··· Excerpted passage ···

I feel like a retard after looking at your reading list.. go spot go see jane run. duh...
 
Lately I have been reading Thorne Smith, an American author from the early 1930s, whose is famous for Topper. Cosmo Topper, the main character, is haunted by the ghosts of George and Marion Kirby, a couple of free spirits that love to drink and party in real life or with ectoplasm as a chaser. Three Topper movies were made and then it ended up as a TV series when I was a youngster.

I read comedies to battle the newspaper headlines, I guess you could say.

So I read Topper, Night Life of the Gods, my favorite, and then a murder mystery called Did She Fall, all three by Thorne Smith. Very entertaining with good endings.

I was thinking maybe I should read more American masters next. Hemingway, Faulkner, Miller, Fitzgerald, Ferber, and on and on... Thank God, they are in the local library.
 
anybody

set a goal of number of books to read per year. I strive for 50 knowing that I'lll probaby end u pin the 20-30 range due to time constraints.
 
What are the books you've read and which ones are the best this year. I'll start but it's a short l ist.

The autobiograhpy of Benjamin Franklin
Awaken the Giant within
Happy for no Reason
Entering the Castle
Hannibal rising.

··· Information given ···

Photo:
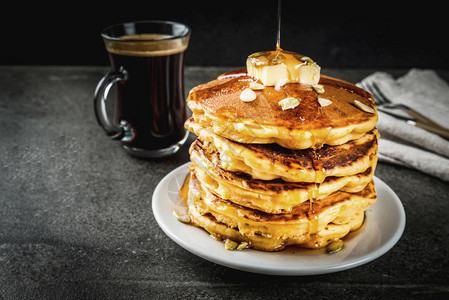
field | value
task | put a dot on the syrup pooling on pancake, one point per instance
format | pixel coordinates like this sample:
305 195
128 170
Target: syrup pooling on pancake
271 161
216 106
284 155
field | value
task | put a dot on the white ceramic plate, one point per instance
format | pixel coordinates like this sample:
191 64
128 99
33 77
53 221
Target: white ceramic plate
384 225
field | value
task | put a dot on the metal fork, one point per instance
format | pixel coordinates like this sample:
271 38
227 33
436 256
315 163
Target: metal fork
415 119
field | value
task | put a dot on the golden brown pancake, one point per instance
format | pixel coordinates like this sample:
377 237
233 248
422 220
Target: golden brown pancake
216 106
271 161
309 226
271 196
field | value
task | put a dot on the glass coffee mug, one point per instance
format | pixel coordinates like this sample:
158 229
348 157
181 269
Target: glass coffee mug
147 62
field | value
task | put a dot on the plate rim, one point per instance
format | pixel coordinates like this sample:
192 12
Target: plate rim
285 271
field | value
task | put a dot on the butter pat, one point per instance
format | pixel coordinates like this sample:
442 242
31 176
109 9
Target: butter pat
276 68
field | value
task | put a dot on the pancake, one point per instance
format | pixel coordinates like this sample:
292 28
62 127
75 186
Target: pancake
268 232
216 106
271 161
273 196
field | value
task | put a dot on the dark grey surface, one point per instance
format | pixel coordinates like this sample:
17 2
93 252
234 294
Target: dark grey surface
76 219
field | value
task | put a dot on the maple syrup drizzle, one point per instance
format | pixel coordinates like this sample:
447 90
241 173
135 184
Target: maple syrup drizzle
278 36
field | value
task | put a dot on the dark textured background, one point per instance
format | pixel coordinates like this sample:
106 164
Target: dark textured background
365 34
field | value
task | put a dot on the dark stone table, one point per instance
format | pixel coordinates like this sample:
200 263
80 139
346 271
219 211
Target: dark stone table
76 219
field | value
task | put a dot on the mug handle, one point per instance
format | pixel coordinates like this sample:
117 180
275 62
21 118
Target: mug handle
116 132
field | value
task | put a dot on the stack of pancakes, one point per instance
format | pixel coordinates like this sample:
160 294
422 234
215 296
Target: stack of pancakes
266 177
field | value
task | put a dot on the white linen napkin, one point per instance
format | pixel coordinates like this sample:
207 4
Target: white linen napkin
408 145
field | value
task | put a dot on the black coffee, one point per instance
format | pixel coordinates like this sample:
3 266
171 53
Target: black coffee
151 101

···

:: Your objective ::
In the post about reading, which authors are named as American masters the writer might read next? The entries have nothing to do with the post about reading.

:: Full solution ::
Hemingway, Faulkner, Miller, Fitzgerald, Ferber